# Extract to read
◆ ◆ ◆ ◆ ◆

Determination of the food dye carmine in milk and candy products by differential pulse polarography

Abstract

As a basis for the development of a sensitive analytical method for the determination of carmine food dye, a study of the differential pulse polarographic reduction of carminic acid (CA) on a dropping mercury electrode was performed. For the analytical differential pulse polarographic method running at pH 2.0 Britton–Robinson (B–R) buffer solution (peak at −489 mV), the relationship between the peak current and CA concentration was linear in the range of 1 μM to 90 μM with a detection limit of 0.16 μM. The proposed electrochemical procedure was successfully applied to the determination of carmine food dye in spiked commercially available strawberry flavored milk. The method was extended to the determination of CA in candy and results were in agreement with that obtained by a spectrophotometric comparison method. A cyclic voltammogram of CA in 2.0 B–R buffer electrolyte was obtained on the dropping mercury electrode at pH 2.0 during potential scans from 0.00 mV to 1000 mV versus Ag/AgCl. From repetitive cyclic voltammograms, one cathodic peak at −500 mV and three anodic peaks on the reverse scan between approximately −340 mV and −460 mV were recorded. The influences of some other commonly found inorganic and organic salts on the determination of CA were also examined. The sufficiently good recoveries and low standard deviations for the data reflect the high accuracy and precision of the proposed differential pulse polarographic method.

◆ ◆ ◆ ◆ ◆

# Dataset excerpts
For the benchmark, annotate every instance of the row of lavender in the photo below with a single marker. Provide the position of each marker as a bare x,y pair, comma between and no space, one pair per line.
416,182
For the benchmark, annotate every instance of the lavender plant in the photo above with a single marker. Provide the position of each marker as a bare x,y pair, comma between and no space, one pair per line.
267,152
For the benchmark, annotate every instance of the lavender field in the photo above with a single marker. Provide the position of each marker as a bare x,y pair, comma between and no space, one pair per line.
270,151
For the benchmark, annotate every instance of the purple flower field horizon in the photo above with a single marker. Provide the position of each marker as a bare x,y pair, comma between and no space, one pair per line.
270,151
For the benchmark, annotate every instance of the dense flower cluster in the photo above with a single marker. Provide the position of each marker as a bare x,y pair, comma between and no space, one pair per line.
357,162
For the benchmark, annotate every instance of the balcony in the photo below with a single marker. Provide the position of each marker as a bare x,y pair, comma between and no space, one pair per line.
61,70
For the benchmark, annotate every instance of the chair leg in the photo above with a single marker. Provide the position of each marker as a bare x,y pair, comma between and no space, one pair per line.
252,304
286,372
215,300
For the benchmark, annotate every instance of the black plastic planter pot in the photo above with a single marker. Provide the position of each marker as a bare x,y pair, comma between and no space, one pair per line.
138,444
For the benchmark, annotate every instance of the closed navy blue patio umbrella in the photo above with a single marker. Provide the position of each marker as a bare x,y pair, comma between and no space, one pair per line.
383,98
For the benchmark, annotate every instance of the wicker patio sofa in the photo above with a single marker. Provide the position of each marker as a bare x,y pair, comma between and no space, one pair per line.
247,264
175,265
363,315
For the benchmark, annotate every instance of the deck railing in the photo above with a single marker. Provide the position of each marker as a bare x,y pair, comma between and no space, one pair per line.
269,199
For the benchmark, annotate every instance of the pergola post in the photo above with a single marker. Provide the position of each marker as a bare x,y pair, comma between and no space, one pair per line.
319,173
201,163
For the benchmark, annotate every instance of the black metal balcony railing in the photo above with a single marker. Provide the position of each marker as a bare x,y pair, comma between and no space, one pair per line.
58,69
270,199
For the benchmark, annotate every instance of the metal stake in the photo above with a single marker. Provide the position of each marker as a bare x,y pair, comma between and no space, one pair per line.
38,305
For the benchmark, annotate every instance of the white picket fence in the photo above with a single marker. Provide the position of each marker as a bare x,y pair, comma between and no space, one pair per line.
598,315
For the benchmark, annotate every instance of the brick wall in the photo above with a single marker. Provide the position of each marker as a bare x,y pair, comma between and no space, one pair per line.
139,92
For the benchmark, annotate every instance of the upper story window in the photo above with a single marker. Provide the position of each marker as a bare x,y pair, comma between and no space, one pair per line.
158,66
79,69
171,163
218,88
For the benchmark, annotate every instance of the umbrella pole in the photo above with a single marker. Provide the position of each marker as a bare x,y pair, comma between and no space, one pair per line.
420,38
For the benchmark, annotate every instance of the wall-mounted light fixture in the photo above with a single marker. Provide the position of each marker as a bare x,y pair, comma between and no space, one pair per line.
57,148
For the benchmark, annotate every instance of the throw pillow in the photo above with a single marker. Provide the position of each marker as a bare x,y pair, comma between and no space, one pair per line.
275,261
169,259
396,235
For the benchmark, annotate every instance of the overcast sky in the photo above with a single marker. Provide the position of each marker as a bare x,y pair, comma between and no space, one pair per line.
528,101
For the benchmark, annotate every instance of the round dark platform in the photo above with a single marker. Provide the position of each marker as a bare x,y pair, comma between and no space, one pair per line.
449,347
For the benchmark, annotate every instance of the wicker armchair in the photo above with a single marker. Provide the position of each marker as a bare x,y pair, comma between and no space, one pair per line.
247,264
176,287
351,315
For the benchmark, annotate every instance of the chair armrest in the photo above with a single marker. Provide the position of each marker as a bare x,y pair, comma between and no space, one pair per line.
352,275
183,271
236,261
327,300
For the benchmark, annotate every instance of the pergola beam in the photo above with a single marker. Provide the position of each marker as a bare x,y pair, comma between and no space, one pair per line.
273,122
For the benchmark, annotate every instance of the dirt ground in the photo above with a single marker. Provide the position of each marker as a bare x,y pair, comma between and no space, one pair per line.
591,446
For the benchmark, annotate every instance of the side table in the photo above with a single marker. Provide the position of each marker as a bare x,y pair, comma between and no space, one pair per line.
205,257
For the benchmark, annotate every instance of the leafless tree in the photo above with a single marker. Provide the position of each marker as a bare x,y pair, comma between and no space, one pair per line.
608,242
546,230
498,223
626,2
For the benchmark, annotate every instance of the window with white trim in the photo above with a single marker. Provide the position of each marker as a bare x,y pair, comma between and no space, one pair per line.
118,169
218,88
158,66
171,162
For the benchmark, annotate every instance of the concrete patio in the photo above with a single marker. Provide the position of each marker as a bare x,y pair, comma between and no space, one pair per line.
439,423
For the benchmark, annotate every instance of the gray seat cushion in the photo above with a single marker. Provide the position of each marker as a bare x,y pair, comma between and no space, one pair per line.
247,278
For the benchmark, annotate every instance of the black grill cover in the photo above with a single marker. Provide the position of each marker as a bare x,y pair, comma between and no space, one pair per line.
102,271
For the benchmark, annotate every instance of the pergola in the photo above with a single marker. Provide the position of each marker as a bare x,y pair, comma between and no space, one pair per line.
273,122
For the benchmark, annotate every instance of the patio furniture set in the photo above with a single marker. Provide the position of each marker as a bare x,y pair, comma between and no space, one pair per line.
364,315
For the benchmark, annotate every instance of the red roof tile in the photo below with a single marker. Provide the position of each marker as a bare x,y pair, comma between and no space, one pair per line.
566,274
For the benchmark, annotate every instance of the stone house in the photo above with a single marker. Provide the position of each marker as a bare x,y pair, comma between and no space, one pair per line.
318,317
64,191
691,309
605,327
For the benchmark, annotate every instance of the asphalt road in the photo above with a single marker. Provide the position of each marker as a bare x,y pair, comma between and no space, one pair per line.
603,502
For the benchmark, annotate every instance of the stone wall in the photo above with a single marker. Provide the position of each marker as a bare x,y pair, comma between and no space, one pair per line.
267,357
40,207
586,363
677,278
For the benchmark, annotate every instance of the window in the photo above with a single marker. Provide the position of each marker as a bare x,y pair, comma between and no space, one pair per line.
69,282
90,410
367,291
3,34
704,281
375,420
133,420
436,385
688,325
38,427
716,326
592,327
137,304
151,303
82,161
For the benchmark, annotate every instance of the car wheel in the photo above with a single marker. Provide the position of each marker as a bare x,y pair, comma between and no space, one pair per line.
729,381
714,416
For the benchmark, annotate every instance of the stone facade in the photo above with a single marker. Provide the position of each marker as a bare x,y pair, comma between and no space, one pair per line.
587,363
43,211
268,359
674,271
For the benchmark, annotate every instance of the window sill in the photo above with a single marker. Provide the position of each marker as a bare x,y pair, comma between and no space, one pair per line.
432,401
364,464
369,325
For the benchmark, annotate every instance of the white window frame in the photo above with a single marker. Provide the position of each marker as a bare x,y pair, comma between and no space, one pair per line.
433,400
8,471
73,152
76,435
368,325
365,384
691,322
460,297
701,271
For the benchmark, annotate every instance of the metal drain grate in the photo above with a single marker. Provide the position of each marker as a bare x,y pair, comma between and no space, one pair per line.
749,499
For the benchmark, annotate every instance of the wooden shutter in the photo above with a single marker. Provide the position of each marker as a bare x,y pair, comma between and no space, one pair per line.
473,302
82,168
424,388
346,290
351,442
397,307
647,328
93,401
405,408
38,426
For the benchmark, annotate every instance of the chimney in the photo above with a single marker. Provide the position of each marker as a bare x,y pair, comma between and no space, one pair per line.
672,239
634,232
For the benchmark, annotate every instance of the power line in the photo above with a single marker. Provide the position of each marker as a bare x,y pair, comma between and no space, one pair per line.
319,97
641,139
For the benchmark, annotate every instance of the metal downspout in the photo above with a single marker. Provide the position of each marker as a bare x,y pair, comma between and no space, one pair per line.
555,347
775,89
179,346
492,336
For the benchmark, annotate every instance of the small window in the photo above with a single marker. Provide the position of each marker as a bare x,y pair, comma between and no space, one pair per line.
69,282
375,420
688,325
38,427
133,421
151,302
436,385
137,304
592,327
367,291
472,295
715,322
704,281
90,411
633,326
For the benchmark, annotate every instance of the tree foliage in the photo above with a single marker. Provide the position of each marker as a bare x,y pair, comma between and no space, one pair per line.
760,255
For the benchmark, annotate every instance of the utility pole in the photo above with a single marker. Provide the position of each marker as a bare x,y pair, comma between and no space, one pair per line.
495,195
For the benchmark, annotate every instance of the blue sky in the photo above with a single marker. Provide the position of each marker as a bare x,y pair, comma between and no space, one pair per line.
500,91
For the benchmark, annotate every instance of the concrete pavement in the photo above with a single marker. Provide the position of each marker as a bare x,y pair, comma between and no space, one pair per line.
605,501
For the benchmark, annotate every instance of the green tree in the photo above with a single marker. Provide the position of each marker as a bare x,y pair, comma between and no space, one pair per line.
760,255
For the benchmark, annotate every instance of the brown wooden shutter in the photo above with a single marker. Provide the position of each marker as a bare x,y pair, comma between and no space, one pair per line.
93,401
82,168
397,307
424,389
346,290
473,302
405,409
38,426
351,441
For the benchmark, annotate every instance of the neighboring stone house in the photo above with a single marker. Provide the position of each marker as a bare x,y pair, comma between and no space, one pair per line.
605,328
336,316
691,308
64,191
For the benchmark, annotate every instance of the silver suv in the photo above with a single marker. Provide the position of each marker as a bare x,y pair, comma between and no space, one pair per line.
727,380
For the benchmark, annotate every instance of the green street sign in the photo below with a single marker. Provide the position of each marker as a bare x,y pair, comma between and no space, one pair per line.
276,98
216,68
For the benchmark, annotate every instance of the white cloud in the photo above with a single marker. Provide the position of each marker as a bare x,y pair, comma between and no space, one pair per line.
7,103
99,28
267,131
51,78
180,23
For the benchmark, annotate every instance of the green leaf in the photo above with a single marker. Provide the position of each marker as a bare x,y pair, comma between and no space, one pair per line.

◆ ◆ ◆ ◆ ◆

# Exercise A
Using the abstract on carmine determination, explain what the study of carminic acid's differential pulse polarographic reduction on a dropping mercury electrode was meant to provide, and what the abstract says shows the method's accuracy and precision.
# Exercise B
Decide whether each statement agrees with the abstract on carmine determination, answering yes or no and quoting the deciding words:
(i) The peak current varied linearly with carminic acid concentration from 1 μM to 90 μM.
(ii) The repetitive cyclic voltammograms showed one anodic peak and three cathodic peaks.
(iii) The candy results matched those of a chromatographic comparison method.

# Response box A
The study was performed as a basis for developing a sensitive analytical method to determine carmine food dye. The abstract takes the sufficiently good recoveries and low standard deviations in the data as reflecting the high accuracy and precision of the proposed differential pulse polarographic method.

# Response box B
(i) Yes: "the relationship between the peak current and CA concentration was linear in the range of 1 μM to 90 μM"
(ii) No: "one cathodic peak at −500 mV and three anodic peaks on the reverse scan"
(iii) No: "results were in agreement with that obtained by a spectrophotometric comparison method"